■ DOCUMENT TEXT
┌──

Semantic parser for ProseMirror/TipTap content structures
npm install @uniweb/semantic-parserA semantic parser for ProseMirror/TipTap content structures that helps bridge the gap between natural content writing and component-based web development.
The parser transforms rich text editor content (ProseMirror/TipTap) into structured, semantic groups that web components can easily consume. It provides two complementary views of your content:
1. Sequence: An ordered list of all content elements (for rendering in document order)
2. Groups: Content organized into semantic sections (main content + items)
``bash`
npm install @uniweb/semantic-parser
`js
import { parseContent } from "@uniweb/semantic-parser";
// Your ProseMirror/TipTap document
const doc = {
type: "doc",
content: [
{
type: "heading",
attrs: { level: 1 },
content: [{ type: "text", text: "Welcome" }],
},
{
type: "paragraph",
content: [{ type: "text", text: "Get started today." }],
},
],
};
// Parse the content
const result = parseContent(doc);
// Access different views
console.log(result.sequence); // Ordered array of elements
console.log(result.title); // Main content fields at top level
console.log(result.items); // Additional content groups
`
An ordered array of semantic elements preserving document order:
`js`
result.sequence = [
{ type: "heading", level: 1, content: "Welcome" },
{ type: "paragraph", content: "Get started today." }
]
Main content fields are at the top level. The items array contains additional content groups (created when headings appear after content), each with the same field structure:
`js
result = {
// Header fields (from headings)

└──

■ TASKS FOR THIS EXERCISE
1 - Copy the semantic parser text above word for word, from "The parser transforms" to "in document order)".
2 - Pick up the semantic parser text above where it stops and keep writing it.

■ EXTRACTED RECORDS
┌──

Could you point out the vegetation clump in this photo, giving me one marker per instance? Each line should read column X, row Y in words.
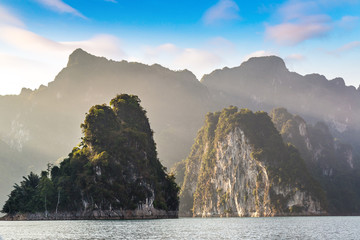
column 114, row 167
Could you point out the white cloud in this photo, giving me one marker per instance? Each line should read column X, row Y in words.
column 260, row 53
column 60, row 6
column 28, row 59
column 294, row 33
column 8, row 18
column 197, row 60
column 348, row 22
column 344, row 48
column 300, row 21
column 295, row 57
column 223, row 10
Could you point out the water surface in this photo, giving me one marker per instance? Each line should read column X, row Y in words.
column 188, row 228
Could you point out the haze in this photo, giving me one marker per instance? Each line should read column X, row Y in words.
column 37, row 36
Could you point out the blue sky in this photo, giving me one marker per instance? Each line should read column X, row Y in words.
column 36, row 36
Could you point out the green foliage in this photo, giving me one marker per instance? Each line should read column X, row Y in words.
column 115, row 166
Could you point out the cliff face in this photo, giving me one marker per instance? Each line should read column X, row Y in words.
column 233, row 171
column 333, row 163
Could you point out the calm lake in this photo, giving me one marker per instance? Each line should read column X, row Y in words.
column 188, row 228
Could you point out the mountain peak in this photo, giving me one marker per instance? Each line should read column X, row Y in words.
column 266, row 63
column 79, row 56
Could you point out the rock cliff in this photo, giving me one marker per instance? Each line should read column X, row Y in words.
column 239, row 166
column 331, row 162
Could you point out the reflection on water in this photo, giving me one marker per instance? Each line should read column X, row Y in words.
column 188, row 228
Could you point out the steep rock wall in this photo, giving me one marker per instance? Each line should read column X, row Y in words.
column 234, row 179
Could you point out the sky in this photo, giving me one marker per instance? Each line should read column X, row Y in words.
column 312, row 36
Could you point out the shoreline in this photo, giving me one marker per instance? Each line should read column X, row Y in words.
column 93, row 215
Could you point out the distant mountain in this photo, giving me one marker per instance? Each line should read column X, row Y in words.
column 240, row 166
column 265, row 83
column 40, row 126
column 114, row 173
column 43, row 125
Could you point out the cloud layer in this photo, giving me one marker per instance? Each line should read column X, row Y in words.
column 60, row 6
column 300, row 21
column 223, row 10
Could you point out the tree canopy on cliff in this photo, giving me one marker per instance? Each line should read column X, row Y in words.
column 114, row 167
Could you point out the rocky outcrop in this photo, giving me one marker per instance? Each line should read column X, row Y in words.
column 333, row 163
column 113, row 173
column 234, row 171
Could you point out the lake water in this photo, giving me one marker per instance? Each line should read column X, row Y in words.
column 188, row 228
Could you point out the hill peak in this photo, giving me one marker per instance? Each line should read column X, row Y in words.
column 79, row 56
column 267, row 62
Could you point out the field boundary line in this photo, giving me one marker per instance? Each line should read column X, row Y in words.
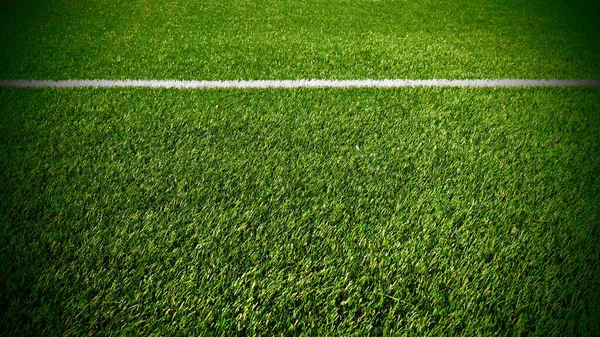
column 299, row 83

└──

■ ANSWERS FOR THE TASKS
1 -
The parser transforms rich text editor content (ProseMirror/TipTap) into structured, semantic groups that web components can easily consume. It provides two complementary views of your content:
1. Sequence: An ordered list of all content elements (for rendering in document order)

2 -
pretitle: "", // Heading before main title
title: "Welcome", // Main heading
subtitle: "", // Heading after main title
subtitle2: "", // Third heading level
// Body fields
paragraphs: ["Get started today."],
links: [], // All links (including buttons, documents)
imgs: [],
videos: [],
icons: [],
lists: [],
quotes: [],
data: {}, // Structured data (tagged code blocks, forms, cards)
headings: [], // Overflow headings after title/subtitle/subtitle2
// Additional content groups (from headings after content)
items: [
{ title: "Feature 1", paragraphs: [...], links: [...] },
{ title: "Feature 2", paragraphs: [...], links: [...] }
],
// Ordered sequence for document-order rendering
sequence: [...],
// Original document
raw: { type: "doc", content: [...] }
}
`
`js
const content = parseContent(doc);
const title = content.title;
const description = content.paragraphs.join(" ");
const image = content.banner?.url;
`
`js
const content = parseContent(doc);
// Main content
console.log("Title:", content.title);
console.log("Description:", content.paragraphs);
// Additional content groups
content.items.forEach(item => {
console.log("Section:", item.title);
console.log("Content:", item.paragraphs);
});
`
`js
const { sequence } = parseContent(doc);
sequence.forEach(element => {
switch(element.type) {
case 'heading':
renderHeading(element);
break;
case 'paragraph':
renderParagraph(element);
break;
case 'image':
renderImage(element);
break;
}
});
`
The parser includes optional mapping utilities to transform parsed content into component-specific formats. Perfect for visual editors and component-based systems.
Automatically transform content based on field types with context-aware behavior:
`js
const schema = {
title: {
path: "title",
type: "plaintext", // Auto-strips , , etc.
maxLength: 60 // Auto-truncates intelligently
},
excerpt: {
path: "paragraphs",
type: "excerpt", // Auto-creates excerpt from paragraphs
maxLength: 150
},
image: {
path: "imgs[0].url",
type: "image",
defaultValue: "/placeholder.jpg"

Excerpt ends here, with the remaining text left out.